■ **Ausgewählter Text**:
★ ★ ★ ★ ★ ★ ★

Bild: Die Lage ist ernst, aber nicht hoffnungslos: Beatrice Dillon
Streifen, Linien, Wellen, von denen einem schwindelig werden könnte – die
Vertreter:innen der Op-Art begannen in den 1960er Jahren mithilfe der
Gesetze der Physik den Betrachter:innen die Sinne zu verwirren: mit Farben,
die auf der Bildfläche erscheinen, aber gar nicht da sind; mit räumlichen
Täuschungen und flimmernden Bildern, die sich vor den Augen in Bewegung
setzen, nicht wirklich natürlich, aber immerhin scheinbar und mitunter
überaus intensiv.
[1][Bridget Riley], eine von ihnen, ging es jedoch weniger um die bloße
Irritation als vielmehr um die emotionale Regung, die sie mit ihren Bildern
beim Publikum auszulösen versuchte. „Freude am Sehen“ betitelte sie
entsprechend einen ihrer vielen Essays. Es ist eine Freude, die offenbar
auch die britische Musikerin Beatrice Dillon teilt.
Für ihr Solodebütalbum „Workaround“ nannte Dillon nämlich unter anderem
die Schriften der britischen Op-Art-Künstlerin als eine Inspirationsquelle.
Und das passt sehr gut: Wie Riley betonte die Londoner Musikerin und DJ in
Interviews bereits mehrfach, es ginge ihr darum, Menschen emotional und
instinktiv zu berühren. Und auch mit Dillons Musik verhält es sich ein
wenig wie mit Rileys Kunst. Zuerst ist da nur eine Struktur, ein Raster,
das sich jedoch bei intensiverer Zuwendung ins Dreidimensionale stülpt.

★ ★ ★ ★ ★ ★ ★

■ **Datenliste**:
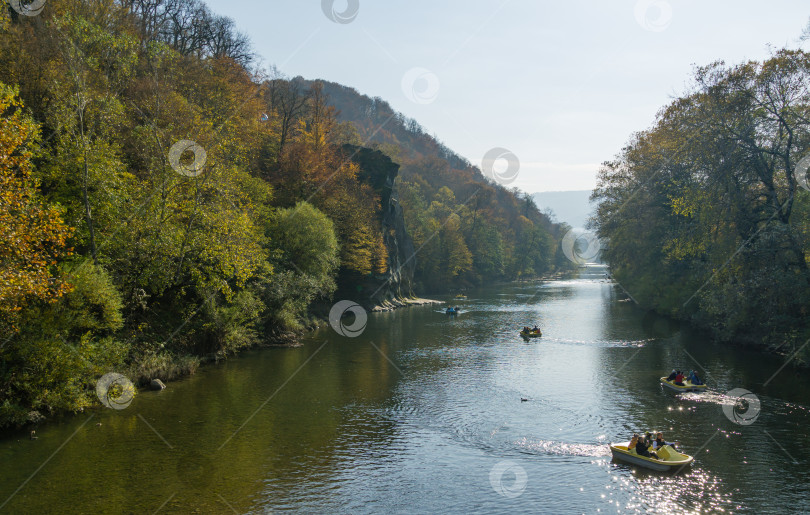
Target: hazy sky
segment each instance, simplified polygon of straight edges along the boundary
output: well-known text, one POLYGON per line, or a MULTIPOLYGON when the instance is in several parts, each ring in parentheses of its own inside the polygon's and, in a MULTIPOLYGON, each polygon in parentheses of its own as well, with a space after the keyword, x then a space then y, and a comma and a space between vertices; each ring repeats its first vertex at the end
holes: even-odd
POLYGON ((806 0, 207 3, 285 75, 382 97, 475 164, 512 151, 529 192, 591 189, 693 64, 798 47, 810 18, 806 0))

★ ★ ★ ★ ★ ★ ★

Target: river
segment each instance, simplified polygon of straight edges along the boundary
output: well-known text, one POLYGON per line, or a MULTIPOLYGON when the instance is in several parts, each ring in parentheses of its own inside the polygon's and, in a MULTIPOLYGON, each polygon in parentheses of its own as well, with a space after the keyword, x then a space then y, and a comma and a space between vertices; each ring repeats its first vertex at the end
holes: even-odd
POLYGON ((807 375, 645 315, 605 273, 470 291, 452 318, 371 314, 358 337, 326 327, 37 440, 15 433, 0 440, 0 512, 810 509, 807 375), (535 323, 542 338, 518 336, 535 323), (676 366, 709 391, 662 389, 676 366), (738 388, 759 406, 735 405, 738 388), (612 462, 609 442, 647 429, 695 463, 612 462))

★ ★ ★ ★ ★ ★ ★

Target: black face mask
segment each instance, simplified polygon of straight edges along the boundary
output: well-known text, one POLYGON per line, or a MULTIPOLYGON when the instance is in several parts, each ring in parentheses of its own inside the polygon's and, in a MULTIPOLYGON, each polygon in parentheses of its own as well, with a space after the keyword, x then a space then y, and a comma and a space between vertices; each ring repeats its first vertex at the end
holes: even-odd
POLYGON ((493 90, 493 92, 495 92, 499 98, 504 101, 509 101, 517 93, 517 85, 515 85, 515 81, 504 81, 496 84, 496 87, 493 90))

★ ★ ★ ★ ★ ★ ★

■ **Aufgabenstellung**:
1. Ersetze im Text über Beatrice Dillon „1960er Jahren“ durch „sechziger Jahren“ und gib die Stelle von „Bild: Die Lage“ bis einschließlich „Beatrice Dillon teilt.“ wieder.
2. Wie heißt laut dem Text über Beatrice Dillon ihr Solodebütalbum?
3. Führe den Text über Beatrice Dillon nach seinem letzten Satz weiter.
Die Liste steht für sich und hat mit dem Text über Beatrice Dillon nichts zu tun.

■ **Antworten**:
1.
Bild: Die Lage ist ernst, aber nicht hoffnungslos: Beatrice Dillon
Streifen, Linien, Wellen, von denen einem schwindelig werden könnte – die
Vertreter:innen der Op-Art begannen in den sechziger Jahren mithilfe der
Gesetze der Physik den Betrachter:innen die Sinne zu verwirren: mit Farben,
die auf der Bildfläche erscheinen, aber gar nicht da sind; mit räumlichen
Täuschungen und flimmernden Bildern, die sich vor den Augen in Bewegung
setzen, nicht wirklich natürlich, aber immerhin scheinbar und mitunter
überaus intensiv.
[1][Bridget Riley], eine von ihnen, ging es jedoch weniger um die bloße
Irritation als vielmehr um die emotionale Regung, die sie mit ihren Bildern
beim Publikum auszulösen versuchte. „Freude am Sehen“ betitelte sie
entsprechend einen ihrer vielen Essays. Es ist eine Freude, die offenbar
auch die britische Musikerin Beatrice Dillon teilt.

2. „Workaround“

3.
## Mäandernder Rhythmus
Was bei Riley die akkurat gezeichneten Muster sind, ist bei Dillon der
Rhythmus. Er treibt ihr Album voran, in 150 bpm verharrend, jedoch zwischen
den Stilen mäandernd und immer wieder überraschend. Dillon, die ihr Studium
als Verkäuferin in Londoner [2][Plattenläden] finanzierte, klingt mal ganz
konzentriert-minimal, mal hypnotisch-technoid, dann wieder fast poppig,
deutlicher nach Dub, mal wie eine aktualisierte Version von Folk.
Letzteres hat vor allem damit zu tun, dass sie für das Album eine ganze
Reihe Gastmusiker:innen um sich versammelte, die eine Vorliebe für sehr
spezielle Instrumente vereint: Kuljit Bhamra an der Tabla, Jonny Lam an der
Pedal-Steel-Gitarre, Kadialy Kouyaté an der Kora und Lucy Railton am Cello;
auf „Workaround Two“ steuert [3][Laurel Halo] Stimme und Synths bei, Verity
Susman Saxofonklänge.
Drei Jahre arbeitete Dillon an der Musik für ihr Album, nicht permanent,
sondern immer wieder hat sie an den 14 Tracks geschraubt. „Workaround“
entstand in London, Berlin und New York. Was die Einflüsse betrifft, so
nennt sie – man hätte es sich denken können –, die Kunst und nicht etwa
Musik studiert hat, hauptsächlich bildende Künstler:innen.
## Abstrakte Kunst
Riley, wie schon eingangs erwähnt, die abstrakte Malerin Tomma Abts und
Jorinde Voigt. Die Berliner Künstlerin, mit der Dillon schon seit Längerem
kooperiert – 2017 vertonte sie in der Londoner Lisson Gallery deren
Ausstellung –, ist quasi ihr Counterpart: Voigt hat eine klassische
Musikausbildung, arbeitet nun visuell, bleibt aber von Musik inspiriert.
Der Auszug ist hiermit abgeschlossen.